▸ EXERCISE
Reproduce the entries without alteration, from the line containing "like x=82 y=170." through the final line of the entries, including both of those lines.

▸ TASK MATERIAL

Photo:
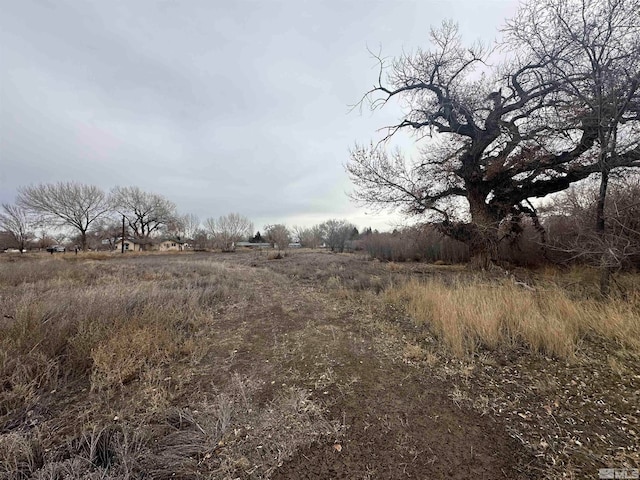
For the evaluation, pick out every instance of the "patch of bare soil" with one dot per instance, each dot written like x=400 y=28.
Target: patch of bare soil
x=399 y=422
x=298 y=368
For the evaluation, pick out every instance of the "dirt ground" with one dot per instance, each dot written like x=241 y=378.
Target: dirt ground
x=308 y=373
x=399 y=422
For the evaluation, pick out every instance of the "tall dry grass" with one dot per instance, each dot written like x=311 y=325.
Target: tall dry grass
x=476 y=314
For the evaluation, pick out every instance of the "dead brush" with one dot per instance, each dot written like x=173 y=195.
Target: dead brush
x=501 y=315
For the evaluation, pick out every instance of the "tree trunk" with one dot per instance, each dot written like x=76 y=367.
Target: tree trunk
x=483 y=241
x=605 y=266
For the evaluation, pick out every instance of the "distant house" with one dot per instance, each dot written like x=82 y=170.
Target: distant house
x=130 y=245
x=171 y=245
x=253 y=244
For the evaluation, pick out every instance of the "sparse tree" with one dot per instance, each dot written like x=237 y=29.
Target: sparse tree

▸ WORKED ANSWER
For the evaluation, pick out every instance of the "distant house" with one dot per instance, each dot written like x=82 y=170.
Target: distant house
x=130 y=245
x=171 y=245
x=253 y=244
For the evaluation, pick out every instance of the "sparse tree" with one dot per instance, each dot written like x=237 y=29.
Target: sparse tree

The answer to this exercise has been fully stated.